_SOURCE PASSAGE_:
⁂

Re: [PATCH 8/8] shmem,percpu_counter: add _limited_add(fbc, limit, amount)

From: Mateusz Guzik
Date: Sat May 25 2024 - 02:00:42 EST


On Fri, Sep 29, 2023 at 08:42:45PM -0700, Hugh Dickins wrote:
> Percpu counter's compare and add are separate functions: without locking
> around them (which would defeat their purpose), it has been possible to
> overflow the intended limit. Imagine all the other CPUs fallocating
> tmpfs huge pages to the limit, in between this CPU's compare and its add.
>
> I have not seen reports of that happening; but tmpfs's recent addition
> of dquot_alloc_block_nodirty() in between the compare and the add makes
> it even more likely, and I'd be uncomfortable to leave it unfixed.
>
> Introduce percpu_counter_limited_add(fbc, limit, amount) to prevent it.
>

I think the posted (and by now landed) code is racy.

I had seen there was a follow up patch which further augmented the
routine, but it did not alter the issue below so I'm responding to this
thread.

> +/*
> + * Compare counter, and add amount if the total is within limit.
> + * Return true if amount was added, false if it would exceed limit.
> + */
> +bool __percpu_counter_limited_add(struct percpu_counter *fbc,
> + s64 limit, s64 amount, s32 batch)

⁂

_MATERIAL SUPPLIED_:

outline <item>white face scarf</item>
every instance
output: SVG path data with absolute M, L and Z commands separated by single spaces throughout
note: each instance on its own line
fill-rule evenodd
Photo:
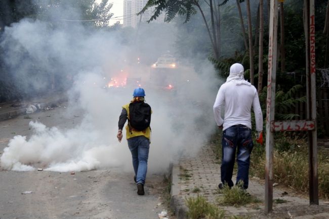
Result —
M 245 84 L 251 86 L 251 84 L 244 80 L 244 70 L 242 65 L 239 63 L 233 64 L 230 68 L 230 75 L 227 77 L 226 82 L 232 81 L 236 85 Z

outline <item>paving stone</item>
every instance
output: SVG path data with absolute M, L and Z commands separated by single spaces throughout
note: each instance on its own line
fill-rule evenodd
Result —
M 187 173 L 191 175 L 188 178 L 188 180 L 184 180 L 184 178 L 176 177 L 175 178 L 176 181 L 173 182 L 174 184 L 175 191 L 179 191 L 179 192 L 175 194 L 175 198 L 179 198 L 185 200 L 189 197 L 196 197 L 198 195 L 202 195 L 207 198 L 208 201 L 212 203 L 216 202 L 216 198 L 220 195 L 219 193 L 218 185 L 220 183 L 220 164 L 219 160 L 216 158 L 214 154 L 215 150 L 214 145 L 205 145 L 202 147 L 200 152 L 194 157 L 191 156 L 184 156 L 180 161 L 179 164 L 176 167 L 176 174 L 180 172 L 181 174 Z M 182 170 L 186 170 L 186 173 L 184 173 Z M 235 181 L 236 176 L 233 176 L 232 180 Z M 259 212 L 260 216 L 257 218 L 267 218 L 267 216 L 264 214 L 264 202 L 265 199 L 265 187 L 258 181 L 259 178 L 255 177 L 250 179 L 250 185 L 248 189 L 248 192 L 251 195 L 257 197 L 259 200 L 262 201 L 256 207 L 255 206 L 250 206 L 249 205 L 240 207 L 234 206 L 221 206 L 220 208 L 224 209 L 226 212 L 227 215 L 248 215 L 248 213 L 255 213 Z M 200 189 L 198 193 L 193 193 L 192 191 L 195 188 Z M 308 199 L 298 197 L 293 194 L 288 194 L 287 195 L 282 196 L 282 194 L 284 191 L 274 188 L 273 190 L 273 200 L 275 199 L 283 199 L 287 201 L 282 204 L 275 204 L 273 205 L 273 211 L 282 211 L 282 207 L 289 207 L 294 206 L 299 206 L 302 205 L 307 205 L 309 202 Z M 185 203 L 185 202 L 184 202 Z M 255 209 L 257 208 L 257 209 Z M 187 210 L 185 206 L 184 209 L 180 206 L 179 209 L 176 209 L 176 211 L 179 211 L 179 219 L 184 218 L 182 217 L 182 215 L 186 215 L 186 212 L 182 213 L 182 210 Z M 284 213 L 286 213 L 285 212 Z M 287 214 L 287 212 L 286 213 Z M 318 215 L 319 217 L 309 218 L 328 218 L 329 214 L 327 213 L 319 213 L 314 216 Z M 287 214 L 286 214 L 287 215 Z M 304 216 L 304 217 L 294 217 L 297 218 L 309 218 L 308 215 Z M 325 217 L 327 216 L 327 217 Z

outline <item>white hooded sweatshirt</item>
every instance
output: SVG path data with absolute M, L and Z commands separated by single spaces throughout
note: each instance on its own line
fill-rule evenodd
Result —
M 255 86 L 244 80 L 243 67 L 239 63 L 232 65 L 226 82 L 219 88 L 214 104 L 215 120 L 223 130 L 235 125 L 243 125 L 252 129 L 251 108 L 256 119 L 256 130 L 263 130 L 263 114 L 258 94 Z M 225 106 L 224 120 L 222 107 Z

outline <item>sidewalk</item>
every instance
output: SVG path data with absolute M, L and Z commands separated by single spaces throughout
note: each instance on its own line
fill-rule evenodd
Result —
M 221 195 L 218 188 L 220 183 L 220 163 L 216 158 L 215 148 L 213 145 L 205 145 L 195 157 L 182 157 L 179 165 L 173 167 L 171 207 L 175 210 L 177 219 L 187 218 L 188 209 L 185 204 L 186 197 L 196 197 L 198 194 L 203 195 L 208 201 L 215 203 L 216 197 Z M 182 177 L 186 173 L 190 177 Z M 233 176 L 233 182 L 235 179 L 235 176 Z M 220 206 L 225 210 L 226 216 L 245 216 L 252 218 L 329 218 L 327 201 L 324 203 L 320 200 L 318 206 L 309 206 L 308 197 L 298 196 L 277 187 L 273 187 L 273 200 L 280 199 L 286 202 L 273 203 L 273 211 L 265 214 L 265 186 L 257 178 L 250 179 L 248 191 L 261 202 L 240 207 Z M 193 193 L 193 190 L 200 191 Z
M 9 120 L 19 115 L 25 114 L 26 111 L 31 107 L 35 106 L 36 111 L 47 107 L 53 107 L 59 103 L 67 100 L 65 93 L 53 93 L 47 96 L 36 97 L 31 99 L 21 102 L 15 101 L 0 103 L 0 121 Z

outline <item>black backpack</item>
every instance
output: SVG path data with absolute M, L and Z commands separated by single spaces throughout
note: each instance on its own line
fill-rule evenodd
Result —
M 151 123 L 151 106 L 144 102 L 134 102 L 129 104 L 129 124 L 131 128 L 143 131 Z

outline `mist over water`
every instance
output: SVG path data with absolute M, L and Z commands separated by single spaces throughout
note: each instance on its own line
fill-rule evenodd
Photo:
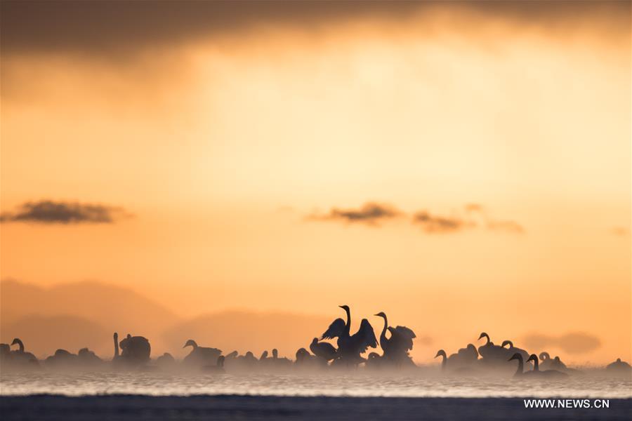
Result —
M 0 394 L 66 396 L 253 395 L 280 396 L 632 398 L 632 379 L 603 375 L 563 381 L 357 373 L 214 375 L 166 373 L 2 373 Z

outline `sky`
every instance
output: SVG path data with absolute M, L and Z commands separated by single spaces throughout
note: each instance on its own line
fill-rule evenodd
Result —
M 632 356 L 628 2 L 1 8 L 3 279 Z

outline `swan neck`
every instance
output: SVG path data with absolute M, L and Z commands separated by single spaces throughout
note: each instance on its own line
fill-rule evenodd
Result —
M 380 335 L 380 340 L 386 339 L 386 328 L 388 327 L 388 321 L 386 320 L 386 316 L 384 316 L 384 328 L 382 329 L 382 333 Z
M 114 358 L 119 358 L 119 341 L 116 335 L 114 335 Z
M 347 314 L 347 323 L 345 324 L 345 332 L 348 335 L 351 331 L 351 310 L 350 309 L 345 309 L 345 312 Z
M 515 370 L 515 375 L 520 375 L 522 374 L 522 371 L 525 370 L 525 365 L 522 362 L 522 359 L 518 359 L 518 370 Z

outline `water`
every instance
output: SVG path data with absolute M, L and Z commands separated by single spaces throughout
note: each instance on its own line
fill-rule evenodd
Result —
M 0 394 L 249 395 L 356 397 L 632 398 L 632 380 L 599 375 L 541 382 L 367 373 L 178 375 L 146 373 L 2 373 Z

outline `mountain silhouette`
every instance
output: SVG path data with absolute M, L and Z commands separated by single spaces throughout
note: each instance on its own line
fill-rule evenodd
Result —
M 41 319 L 32 319 L 34 316 Z M 70 319 L 55 319 L 62 316 Z M 86 323 L 92 323 L 95 332 L 105 334 L 103 345 L 99 345 L 100 337 L 97 339 L 88 335 L 86 338 L 93 338 L 96 343 L 84 339 L 83 346 L 93 347 L 98 354 L 106 356 L 113 352 L 112 332 L 143 335 L 154 339 L 157 351 L 164 347 L 160 343 L 163 331 L 179 321 L 176 315 L 162 305 L 118 286 L 88 281 L 41 288 L 13 280 L 0 282 L 0 338 L 3 342 L 11 341 L 12 338 L 8 337 L 15 326 L 46 336 L 46 328 L 38 330 L 32 321 L 44 323 L 51 319 L 63 322 L 62 326 L 67 328 L 79 328 L 87 326 Z M 51 328 L 46 323 L 44 325 L 46 328 Z M 51 349 L 53 347 L 46 341 L 32 342 L 29 345 L 25 334 L 16 335 L 18 333 L 20 338 L 25 337 L 25 343 L 34 354 L 54 352 L 55 349 Z M 81 338 L 78 333 L 76 335 Z M 65 346 L 70 347 L 69 345 Z
M 20 338 L 28 351 L 39 358 L 58 348 L 77 353 L 88 347 L 101 355 L 112 354 L 110 333 L 98 324 L 75 316 L 25 316 L 11 324 L 2 323 L 1 341 Z

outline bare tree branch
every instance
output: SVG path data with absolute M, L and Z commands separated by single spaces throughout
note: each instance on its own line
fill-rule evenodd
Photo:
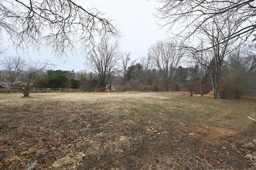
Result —
M 110 78 L 117 73 L 122 53 L 118 41 L 111 42 L 109 38 L 102 39 L 95 47 L 88 54 L 84 65 L 97 74 L 104 91 Z
M 225 43 L 230 39 L 241 39 L 246 41 L 256 29 L 254 18 L 256 14 L 256 2 L 254 0 L 157 1 L 160 5 L 156 7 L 158 12 L 155 16 L 161 19 L 163 23 L 159 23 L 159 25 L 162 27 L 169 27 L 172 33 L 183 40 L 200 33 L 204 25 L 211 24 L 214 20 L 221 19 L 226 15 L 232 16 L 232 21 L 239 24 L 233 28 L 232 33 L 226 35 L 219 43 Z M 173 31 L 173 28 L 177 25 L 181 26 L 178 32 L 176 33 Z
M 86 10 L 72 0 L 3 0 L 0 32 L 7 33 L 17 49 L 50 47 L 56 56 L 94 46 L 96 37 L 120 35 L 115 21 L 95 8 Z

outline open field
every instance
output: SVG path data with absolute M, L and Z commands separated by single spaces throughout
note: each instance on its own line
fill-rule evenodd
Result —
M 256 168 L 255 100 L 182 94 L 0 94 L 0 169 Z

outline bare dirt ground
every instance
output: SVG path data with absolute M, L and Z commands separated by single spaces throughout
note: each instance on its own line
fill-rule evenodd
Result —
M 256 169 L 255 100 L 184 94 L 0 94 L 0 169 Z

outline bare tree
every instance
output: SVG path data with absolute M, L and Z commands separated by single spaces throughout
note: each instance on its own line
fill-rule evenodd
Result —
M 97 74 L 101 91 L 106 90 L 110 78 L 117 73 L 121 57 L 118 42 L 111 42 L 108 38 L 102 39 L 88 54 L 84 65 Z
M 41 63 L 39 61 L 34 62 L 30 61 L 26 62 L 22 57 L 4 57 L 3 61 L 3 64 L 8 70 L 8 76 L 10 77 L 10 83 L 9 86 L 6 86 L 0 84 L 0 86 L 3 88 L 22 89 L 25 96 L 29 96 L 29 90 L 31 81 L 34 79 L 37 75 L 46 71 L 54 65 L 49 61 Z M 12 63 L 13 62 L 13 63 Z M 22 75 L 21 74 L 22 74 Z M 24 77 L 21 77 L 23 76 Z M 20 76 L 19 81 L 16 79 Z M 25 84 L 25 87 L 20 86 Z
M 131 55 L 131 52 L 129 52 L 127 53 L 126 52 L 124 54 L 123 54 L 122 57 L 122 61 L 123 62 L 123 70 L 122 72 L 122 76 L 123 77 L 123 82 L 126 83 L 128 81 L 127 73 L 127 69 L 128 68 L 128 64 L 129 62 L 131 60 L 130 55 Z
M 143 71 L 142 81 L 143 84 L 145 85 L 146 84 L 147 76 L 148 74 L 148 70 L 152 67 L 152 63 L 148 55 L 147 57 L 141 56 L 140 59 L 140 62 L 142 67 Z
M 93 46 L 95 37 L 120 35 L 114 21 L 104 14 L 72 0 L 3 0 L 0 32 L 8 34 L 18 49 L 45 45 L 56 56 L 66 56 L 77 45 L 84 49 Z
M 148 55 L 153 66 L 162 73 L 164 90 L 168 91 L 171 78 L 180 64 L 185 51 L 174 41 L 160 41 L 151 46 Z
M 26 82 L 26 87 L 23 88 L 24 96 L 28 96 L 31 81 L 34 79 L 40 73 L 50 68 L 54 65 L 49 61 L 41 63 L 40 61 L 34 62 L 30 61 L 23 67 L 21 71 L 25 76 L 24 82 Z
M 170 31 L 173 31 L 173 28 L 177 28 L 178 25 L 178 30 L 170 32 L 176 33 L 176 35 L 185 39 L 200 32 L 202 25 L 212 23 L 214 20 L 230 16 L 230 14 L 233 16 L 232 21 L 240 24 L 234 28 L 234 31 L 225 35 L 222 41 L 218 43 L 225 43 L 230 39 L 240 37 L 246 41 L 256 29 L 255 20 L 253 18 L 256 12 L 256 2 L 254 0 L 157 1 L 160 5 L 156 7 L 157 13 L 155 16 L 163 21 L 163 23 L 159 23 L 159 25 L 169 27 Z
M 25 66 L 26 61 L 21 56 L 4 56 L 0 61 L 0 65 L 4 70 L 7 70 L 6 78 L 8 86 L 13 86 L 17 80 L 22 68 Z
M 220 74 L 224 70 L 222 69 L 223 61 L 241 43 L 238 41 L 238 37 L 231 38 L 230 37 L 241 24 L 236 21 L 234 18 L 236 16 L 232 14 L 226 13 L 225 16 L 219 18 L 212 18 L 211 22 L 202 24 L 198 29 L 204 35 L 202 39 L 205 44 L 210 47 L 206 48 L 208 50 L 204 51 L 204 55 L 198 53 L 193 57 L 196 63 L 202 64 L 210 76 L 215 99 L 218 98 L 219 80 Z M 227 37 L 230 38 L 227 39 Z M 238 44 L 235 45 L 235 43 Z M 202 47 L 199 49 L 201 49 Z

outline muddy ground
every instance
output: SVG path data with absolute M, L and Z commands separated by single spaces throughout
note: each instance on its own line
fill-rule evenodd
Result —
M 256 169 L 254 100 L 0 94 L 0 169 Z

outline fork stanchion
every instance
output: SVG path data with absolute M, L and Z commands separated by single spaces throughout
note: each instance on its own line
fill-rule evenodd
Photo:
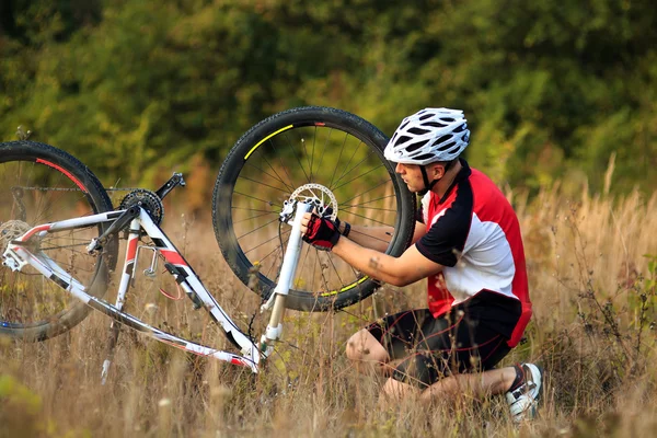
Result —
M 306 212 L 312 210 L 312 205 L 297 203 L 297 210 L 295 214 L 295 220 L 292 222 L 292 231 L 290 232 L 290 239 L 287 244 L 285 257 L 283 260 L 283 266 L 280 267 L 280 279 L 274 288 L 272 298 L 274 299 L 274 306 L 272 310 L 272 316 L 269 318 L 269 324 L 265 334 L 261 338 L 261 351 L 263 356 L 268 357 L 274 348 L 274 342 L 280 339 L 283 334 L 283 316 L 285 314 L 285 300 L 287 295 L 292 287 L 295 273 L 297 265 L 299 264 L 299 255 L 301 254 L 301 219 Z M 272 306 L 272 298 L 264 307 Z
M 126 292 L 130 287 L 130 279 L 132 278 L 134 268 L 136 268 L 136 258 L 137 258 L 137 242 L 139 241 L 139 220 L 132 219 L 130 222 L 130 233 L 128 238 L 128 251 L 126 252 L 126 270 L 122 274 L 120 284 L 118 286 L 118 293 L 116 296 L 116 303 L 114 307 L 117 310 L 123 310 L 123 307 L 126 302 Z M 132 249 L 130 251 L 130 249 Z M 110 333 L 107 334 L 107 356 L 103 361 L 103 368 L 101 369 L 101 384 L 105 384 L 107 382 L 107 374 L 110 373 L 110 366 L 112 365 L 112 360 L 114 360 L 114 351 L 116 349 L 116 343 L 118 339 L 118 332 L 120 328 L 120 323 L 116 320 L 113 320 L 110 324 Z

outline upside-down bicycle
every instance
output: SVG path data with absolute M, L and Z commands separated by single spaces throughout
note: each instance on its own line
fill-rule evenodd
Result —
M 212 222 L 223 257 L 270 310 L 256 341 L 241 331 L 164 234 L 162 199 L 185 185 L 174 174 L 155 192 L 134 189 L 114 208 L 93 173 L 62 150 L 0 143 L 0 335 L 44 341 L 80 323 L 91 309 L 186 351 L 249 367 L 273 351 L 285 308 L 325 311 L 355 303 L 378 287 L 331 253 L 303 244 L 300 217 L 319 214 L 360 224 L 351 239 L 387 227 L 385 252 L 401 254 L 414 228 L 415 198 L 383 158 L 385 136 L 353 114 L 302 107 L 251 128 L 223 162 L 212 194 Z M 374 238 L 377 235 L 378 238 Z M 380 239 L 373 233 L 369 239 Z M 114 304 L 103 300 L 127 240 Z M 191 342 L 125 309 L 140 254 L 152 253 L 195 309 L 205 309 L 240 354 Z M 149 254 L 150 255 L 150 254 Z M 254 281 L 255 279 L 255 281 Z M 103 366 L 107 374 L 112 355 Z

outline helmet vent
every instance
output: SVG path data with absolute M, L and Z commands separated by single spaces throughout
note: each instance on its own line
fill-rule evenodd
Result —
M 443 142 L 449 141 L 451 139 L 452 139 L 452 135 L 448 134 L 446 136 L 440 137 L 438 140 L 434 141 L 434 145 L 440 145 L 440 143 L 443 143 Z
M 415 157 L 416 160 L 430 160 L 434 158 L 433 153 L 423 153 L 422 155 Z
M 408 140 L 411 140 L 411 137 L 408 137 L 408 136 L 400 136 L 400 138 L 397 138 L 395 145 L 404 145 Z
M 438 123 L 438 122 L 426 122 L 426 123 L 423 123 L 422 126 L 433 126 L 434 128 L 445 128 L 447 125 Z
M 429 142 L 429 139 L 423 140 L 423 141 L 416 141 L 413 145 L 408 145 L 406 147 L 406 152 L 413 152 L 418 150 L 419 148 L 422 148 L 423 146 L 425 146 L 426 143 Z
M 449 143 L 441 146 L 440 148 L 438 148 L 439 151 L 446 151 L 449 150 L 450 148 L 452 148 L 457 142 L 456 141 L 450 141 Z

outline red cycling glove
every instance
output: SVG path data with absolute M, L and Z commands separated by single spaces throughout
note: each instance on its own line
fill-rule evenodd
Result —
M 303 241 L 312 244 L 318 250 L 331 251 L 339 239 L 337 226 L 331 220 L 316 215 L 310 217 Z

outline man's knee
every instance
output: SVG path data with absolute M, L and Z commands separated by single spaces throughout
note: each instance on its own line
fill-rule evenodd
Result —
M 385 348 L 372 336 L 366 328 L 360 330 L 347 341 L 347 358 L 358 361 L 378 361 L 389 360 Z

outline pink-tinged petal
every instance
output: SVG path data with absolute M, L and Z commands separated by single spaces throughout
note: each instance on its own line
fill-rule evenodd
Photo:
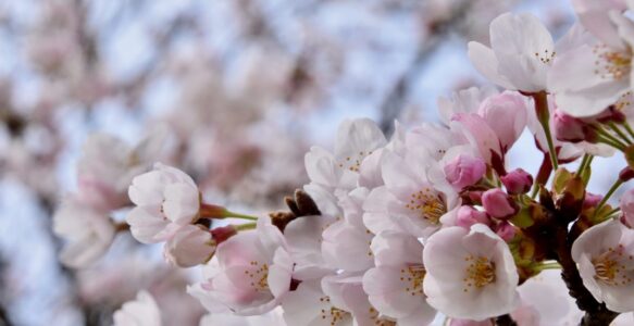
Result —
M 352 315 L 335 309 L 319 281 L 302 281 L 282 300 L 282 308 L 287 325 L 352 325 Z
M 220 243 L 216 258 L 222 268 L 234 265 L 248 265 L 260 260 L 258 234 L 254 231 L 238 233 Z
M 363 276 L 363 290 L 370 296 L 372 305 L 393 318 L 405 317 L 426 305 L 424 296 L 412 296 L 407 288 L 409 283 L 400 279 L 403 277 L 400 271 L 406 268 L 406 265 L 378 266 Z
M 188 184 L 172 184 L 164 188 L 163 213 L 170 221 L 186 225 L 197 218 L 200 195 L 197 187 Z
M 159 214 L 158 210 L 134 208 L 126 217 L 133 237 L 142 243 L 160 242 L 157 236 L 167 227 L 170 221 L 158 217 Z
M 425 243 L 423 262 L 427 302 L 450 317 L 483 321 L 519 305 L 513 256 L 483 224 L 440 229 Z
M 278 248 L 273 256 L 273 265 L 269 268 L 269 289 L 275 298 L 286 294 L 290 288 L 290 276 L 293 274 L 293 260 L 286 250 Z
M 365 271 L 374 264 L 370 242 L 372 234 L 339 221 L 323 233 L 322 254 L 328 267 Z
M 139 206 L 159 205 L 163 202 L 164 184 L 165 180 L 158 171 L 136 176 L 128 189 L 129 199 Z
M 373 151 L 361 163 L 361 168 L 359 170 L 360 187 L 372 189 L 383 185 L 383 176 L 381 175 L 383 151 L 384 149 Z
M 208 262 L 215 252 L 209 229 L 186 225 L 170 239 L 163 249 L 165 259 L 178 267 L 191 267 Z
M 527 123 L 529 103 L 524 96 L 506 91 L 484 100 L 478 113 L 496 133 L 504 149 L 510 149 Z
M 475 113 L 456 114 L 451 122 L 451 128 L 463 128 L 469 141 L 477 148 L 480 155 L 486 162 L 492 162 L 492 153 L 502 155 L 497 135 L 480 115 Z
M 303 161 L 311 181 L 326 187 L 338 185 L 340 171 L 337 171 L 333 154 L 321 147 L 312 147 L 310 152 L 306 153 Z
M 383 231 L 370 247 L 377 266 L 401 266 L 423 263 L 423 244 L 415 237 L 400 231 Z
M 320 278 L 332 273 L 325 266 L 322 256 L 322 231 L 335 217 L 327 215 L 306 216 L 290 222 L 284 229 L 284 237 L 288 243 L 288 250 L 296 263 L 294 277 L 297 279 Z

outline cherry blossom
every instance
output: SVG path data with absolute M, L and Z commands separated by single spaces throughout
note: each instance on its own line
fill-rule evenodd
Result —
M 513 256 L 485 225 L 435 233 L 425 243 L 423 264 L 427 302 L 450 317 L 483 321 L 520 303 Z
M 216 240 L 202 226 L 186 225 L 165 243 L 165 260 L 179 267 L 191 267 L 208 262 L 215 252 Z
M 510 90 L 547 89 L 556 57 L 552 37 L 532 14 L 505 13 L 490 23 L 490 48 L 469 42 L 469 59 L 490 82 Z
M 385 153 L 382 175 L 385 186 L 373 189 L 369 199 L 373 206 L 383 208 L 395 224 L 417 237 L 427 237 L 440 226 L 440 218 L 458 204 L 453 188 L 434 175 L 434 164 L 421 155 L 411 153 L 399 158 Z M 382 193 L 374 197 L 372 193 Z M 365 217 L 364 217 L 365 218 Z
M 616 312 L 634 310 L 634 230 L 618 220 L 606 221 L 583 233 L 572 244 L 584 286 Z
M 191 289 L 201 301 L 258 315 L 274 309 L 289 290 L 294 264 L 283 235 L 268 217 L 258 220 L 257 231 L 239 233 L 219 244 L 215 256 L 210 277 Z
M 330 189 L 351 190 L 365 156 L 387 143 L 374 122 L 368 118 L 345 121 L 337 130 L 335 151 L 313 147 L 306 155 L 306 170 L 312 183 Z
M 585 117 L 601 113 L 631 88 L 631 47 L 634 23 L 621 14 L 624 5 L 614 1 L 573 1 L 581 23 L 595 38 L 556 58 L 548 86 L 564 112 Z
M 376 267 L 363 276 L 372 305 L 399 325 L 431 323 L 436 311 L 423 292 L 426 269 L 421 242 L 408 234 L 385 231 L 372 240 L 372 251 Z
M 133 179 L 128 193 L 137 206 L 126 221 L 133 236 L 141 242 L 166 240 L 179 226 L 198 218 L 198 187 L 177 168 L 156 164 L 153 171 Z

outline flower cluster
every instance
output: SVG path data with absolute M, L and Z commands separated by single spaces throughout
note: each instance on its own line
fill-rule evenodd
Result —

⁂

_JOBS_:
A - In the percpu counter patch discussion, what function does the quoted patch introduce to keep the limit from being overflowed?
B - Please continue the percpu counter patch discussion from its last line.
The items are separate material, unrelated to the patch discussion.

_TASK RESPONSES_:
A - percpu_counter_limited_add(fbc, limit, amount)

B -
> +{
> + s64 count;
> + s64 unknown;
> + unsigned long flags;
> + bool good;
> +
> + if (amount > limit)
> + return false;
> +
> + local_irq_save(flags);
> + unknown = batch * num_online_cpus();
> + count = __this_cpu_read(*fbc->counters);
> +
> + /* Skip taking the lock when safe */
> + if (abs(count + amount) <= batch &&
> + fbc->count + unknown <= limit) {
> + this_cpu_add(*fbc->counters, amount);
> + local_irq_restore(flags);
> + return true;
> + }
> +

Note the value of fbc->count is *not* stabilized.

> + raw_spin_lock(&fbc->lock);
> + count = fbc->count + amount;
> +
> + /* Skip percpu_counter_sum() when safe */
> + if (count + unknown > limit) {
> + s32 *pcount;
> + int cpu;
> +
> + for_each_cpu_or(cpu, cpu_online_mask, cpu_dying_mask) {
> + pcount = per_cpu_ptr(fbc->counters, cpu);
> + count += *pcount;
> + }
> + }
> +
> + good = count <= limit;
> + if (good) {
> + count = __this_cpu_read(*fbc->counters);
> + fbc->count += count + amount;
> + __this_cpu_sub(*fbc->counters, count);
> + }
> +
> + raw_spin_unlock(&fbc->lock);
> + local_irq_restore(flags);
> + return good;
> +}
> +

Consider 2 cpus executing the func at the same time, where one is
updating fbc->counter in the slow path while the other is testing it in
the fast path.

cpu0 cpu1
if (abs(count + amount) <= batch &&
fbc->count + unknown <= limit)
/* gets past the per-cpu traversal */
/* at this point cpu0 decided to bump fbc->count, while cpu1 decided to
* bump the local counter */
this_cpu_add(*fbc->counters, amount);
fbc->count += count + amount;

Suppose fbc->count update puts it close enough to the limit that an
addition from cpu1 would put the entire thing over said limit.

Since the 2 operations are not synchronized cpu1 can observe fbc->count
prior to the bump and update it's local counter, resulting in
aforementioned overflow.

Am I misreading something here? Is this prevented?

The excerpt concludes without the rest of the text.